**作業指示:** ページ抜粋の説教によれば、五千人の給食は何節に述べられていますか。
-------- ページ抜粋
「主にゆだねられた務め」(宣教と養い)
  

      KFG志木キリスト教会  牧師  松木 充 牧師
 

 
  しかしイエスは、彼らに言われた。『あなたがたで、何
 か 食べるものを上げなさい。』」

     (ルカの福音書 9章13節a)




何か使命を持っているということは幸いです。「何もすることがない」、「何もできない」というのは、やはり辛いものでしょう。しかし、キリス ト者には、寝たきりの状態でも、祈る務めがあります。キリストの使命が与えられているのは、幸いなことです。
 ここには、弟子たちの派遣(1~6節)、その結果(7~9節)、五千人の給食(10~17節)が述べられています。ここに共通しているの は、弟子たちへの委託ということです。これまで主イエスとともに巡回していた弟子たちは、伝道に派遣され(2節)、五千人の給食においても 「あなたがたで、何か食べるものを上げなさい」と言われます(13節)。
----------------
-------- データ一覧
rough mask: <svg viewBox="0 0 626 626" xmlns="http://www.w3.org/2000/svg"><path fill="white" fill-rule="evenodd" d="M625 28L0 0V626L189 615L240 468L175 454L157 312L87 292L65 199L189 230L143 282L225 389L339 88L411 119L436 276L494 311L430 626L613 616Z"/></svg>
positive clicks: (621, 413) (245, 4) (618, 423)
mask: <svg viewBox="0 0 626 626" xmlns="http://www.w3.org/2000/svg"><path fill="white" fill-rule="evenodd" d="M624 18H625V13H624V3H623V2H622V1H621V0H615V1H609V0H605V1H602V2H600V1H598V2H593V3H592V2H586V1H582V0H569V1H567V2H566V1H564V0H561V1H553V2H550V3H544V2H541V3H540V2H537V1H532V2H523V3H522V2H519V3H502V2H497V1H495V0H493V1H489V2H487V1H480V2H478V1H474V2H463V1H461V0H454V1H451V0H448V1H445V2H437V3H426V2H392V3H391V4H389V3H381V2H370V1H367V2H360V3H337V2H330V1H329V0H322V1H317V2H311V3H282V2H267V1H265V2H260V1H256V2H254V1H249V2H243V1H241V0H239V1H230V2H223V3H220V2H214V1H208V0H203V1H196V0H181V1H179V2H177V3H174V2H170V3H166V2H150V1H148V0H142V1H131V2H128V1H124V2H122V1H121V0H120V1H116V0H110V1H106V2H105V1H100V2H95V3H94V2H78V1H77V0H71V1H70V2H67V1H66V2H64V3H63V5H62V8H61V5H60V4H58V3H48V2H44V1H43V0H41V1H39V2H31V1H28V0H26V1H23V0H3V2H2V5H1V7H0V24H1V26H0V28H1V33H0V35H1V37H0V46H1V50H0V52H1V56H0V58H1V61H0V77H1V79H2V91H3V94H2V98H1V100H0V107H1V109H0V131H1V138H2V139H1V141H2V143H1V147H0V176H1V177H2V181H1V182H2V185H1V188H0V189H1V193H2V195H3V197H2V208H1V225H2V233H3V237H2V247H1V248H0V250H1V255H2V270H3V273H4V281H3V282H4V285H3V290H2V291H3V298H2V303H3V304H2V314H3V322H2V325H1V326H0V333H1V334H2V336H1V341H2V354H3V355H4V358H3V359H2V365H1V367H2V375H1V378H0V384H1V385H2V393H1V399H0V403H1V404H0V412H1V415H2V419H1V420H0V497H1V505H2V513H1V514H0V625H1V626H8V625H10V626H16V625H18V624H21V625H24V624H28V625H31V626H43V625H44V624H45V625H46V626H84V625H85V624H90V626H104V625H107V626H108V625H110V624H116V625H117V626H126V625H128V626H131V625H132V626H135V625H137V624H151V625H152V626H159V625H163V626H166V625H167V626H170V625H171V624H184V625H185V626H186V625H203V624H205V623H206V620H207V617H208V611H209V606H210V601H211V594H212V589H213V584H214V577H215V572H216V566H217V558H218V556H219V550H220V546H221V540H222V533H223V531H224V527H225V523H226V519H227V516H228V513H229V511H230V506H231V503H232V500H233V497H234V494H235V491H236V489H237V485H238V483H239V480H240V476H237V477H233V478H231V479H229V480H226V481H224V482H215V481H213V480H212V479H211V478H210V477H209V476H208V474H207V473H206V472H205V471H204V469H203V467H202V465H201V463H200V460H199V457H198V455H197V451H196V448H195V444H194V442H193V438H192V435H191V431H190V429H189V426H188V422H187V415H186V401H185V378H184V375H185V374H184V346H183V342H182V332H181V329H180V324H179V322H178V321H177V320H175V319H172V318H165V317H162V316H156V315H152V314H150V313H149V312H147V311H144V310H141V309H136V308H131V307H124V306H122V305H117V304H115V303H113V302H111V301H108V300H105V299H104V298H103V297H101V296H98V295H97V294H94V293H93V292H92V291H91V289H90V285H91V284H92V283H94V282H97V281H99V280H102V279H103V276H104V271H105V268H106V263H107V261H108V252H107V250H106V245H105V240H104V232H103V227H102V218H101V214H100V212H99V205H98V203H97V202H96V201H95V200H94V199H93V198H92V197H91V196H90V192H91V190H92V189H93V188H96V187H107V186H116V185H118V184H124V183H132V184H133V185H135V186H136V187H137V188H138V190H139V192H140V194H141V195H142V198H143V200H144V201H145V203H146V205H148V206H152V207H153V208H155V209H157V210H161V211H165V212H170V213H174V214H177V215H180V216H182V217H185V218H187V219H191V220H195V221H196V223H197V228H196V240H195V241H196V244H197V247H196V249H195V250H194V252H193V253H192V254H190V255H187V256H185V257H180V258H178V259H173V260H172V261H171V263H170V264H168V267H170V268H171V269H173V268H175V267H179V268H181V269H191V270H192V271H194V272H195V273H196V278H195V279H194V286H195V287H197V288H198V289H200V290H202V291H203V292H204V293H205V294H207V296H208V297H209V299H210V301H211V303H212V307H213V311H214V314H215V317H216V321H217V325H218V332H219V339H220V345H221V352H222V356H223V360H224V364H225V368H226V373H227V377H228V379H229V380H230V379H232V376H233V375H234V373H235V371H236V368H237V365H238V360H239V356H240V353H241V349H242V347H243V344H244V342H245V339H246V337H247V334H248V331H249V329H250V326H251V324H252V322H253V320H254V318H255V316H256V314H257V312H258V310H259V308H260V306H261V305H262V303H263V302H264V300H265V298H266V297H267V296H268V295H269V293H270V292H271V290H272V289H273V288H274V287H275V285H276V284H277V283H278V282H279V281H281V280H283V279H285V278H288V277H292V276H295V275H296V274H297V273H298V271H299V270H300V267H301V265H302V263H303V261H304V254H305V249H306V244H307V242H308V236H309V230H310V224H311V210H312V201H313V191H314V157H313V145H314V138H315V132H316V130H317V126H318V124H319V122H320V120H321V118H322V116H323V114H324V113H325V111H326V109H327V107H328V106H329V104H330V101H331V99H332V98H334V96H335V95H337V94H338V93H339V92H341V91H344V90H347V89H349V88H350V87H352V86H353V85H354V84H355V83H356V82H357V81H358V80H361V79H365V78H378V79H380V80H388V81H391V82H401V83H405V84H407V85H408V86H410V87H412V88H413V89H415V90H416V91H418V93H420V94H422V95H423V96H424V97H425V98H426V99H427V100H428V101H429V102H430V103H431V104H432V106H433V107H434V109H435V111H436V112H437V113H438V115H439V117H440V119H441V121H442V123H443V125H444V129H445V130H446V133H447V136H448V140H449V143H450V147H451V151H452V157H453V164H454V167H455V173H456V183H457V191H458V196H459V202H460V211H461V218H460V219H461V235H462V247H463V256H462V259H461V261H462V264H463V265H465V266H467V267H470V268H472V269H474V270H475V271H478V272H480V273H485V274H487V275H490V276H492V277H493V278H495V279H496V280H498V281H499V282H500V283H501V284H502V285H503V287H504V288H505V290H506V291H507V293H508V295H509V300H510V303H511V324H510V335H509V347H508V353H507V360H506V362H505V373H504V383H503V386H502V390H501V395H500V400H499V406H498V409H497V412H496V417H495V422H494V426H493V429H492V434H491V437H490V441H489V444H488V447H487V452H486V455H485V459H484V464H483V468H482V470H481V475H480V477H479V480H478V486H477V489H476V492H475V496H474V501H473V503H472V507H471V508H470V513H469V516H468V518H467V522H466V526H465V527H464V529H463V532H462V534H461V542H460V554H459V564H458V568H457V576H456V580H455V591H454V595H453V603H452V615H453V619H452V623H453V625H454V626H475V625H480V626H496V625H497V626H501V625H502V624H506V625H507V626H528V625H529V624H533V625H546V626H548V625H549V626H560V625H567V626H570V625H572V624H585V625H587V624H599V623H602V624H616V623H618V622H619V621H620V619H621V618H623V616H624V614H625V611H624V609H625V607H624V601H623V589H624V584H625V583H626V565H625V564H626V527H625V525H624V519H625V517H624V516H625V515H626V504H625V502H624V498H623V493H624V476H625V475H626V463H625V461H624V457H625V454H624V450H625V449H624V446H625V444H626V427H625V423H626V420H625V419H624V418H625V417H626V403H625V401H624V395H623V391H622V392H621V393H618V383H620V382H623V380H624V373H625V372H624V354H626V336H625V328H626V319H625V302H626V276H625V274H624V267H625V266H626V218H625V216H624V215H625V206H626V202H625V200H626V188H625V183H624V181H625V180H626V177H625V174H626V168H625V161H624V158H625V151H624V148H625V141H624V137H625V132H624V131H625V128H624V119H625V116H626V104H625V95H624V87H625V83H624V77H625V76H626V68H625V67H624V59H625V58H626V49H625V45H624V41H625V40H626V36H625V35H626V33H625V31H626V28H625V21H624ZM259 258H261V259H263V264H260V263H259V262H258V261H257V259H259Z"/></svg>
----------------
-------- データ一覧
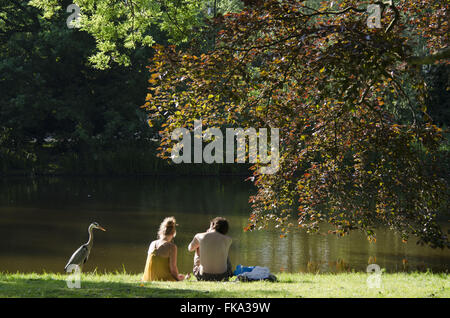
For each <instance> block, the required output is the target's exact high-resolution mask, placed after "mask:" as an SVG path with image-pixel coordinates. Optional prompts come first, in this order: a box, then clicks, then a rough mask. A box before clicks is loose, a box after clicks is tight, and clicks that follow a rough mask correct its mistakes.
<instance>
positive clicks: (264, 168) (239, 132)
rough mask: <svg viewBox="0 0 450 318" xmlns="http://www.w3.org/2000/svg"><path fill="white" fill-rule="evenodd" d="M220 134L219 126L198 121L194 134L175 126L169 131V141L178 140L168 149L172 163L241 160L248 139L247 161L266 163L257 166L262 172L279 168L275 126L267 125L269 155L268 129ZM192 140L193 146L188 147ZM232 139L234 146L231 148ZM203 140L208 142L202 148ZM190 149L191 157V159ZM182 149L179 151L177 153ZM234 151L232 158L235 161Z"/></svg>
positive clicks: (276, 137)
----------------
**結果:** 10~17節です。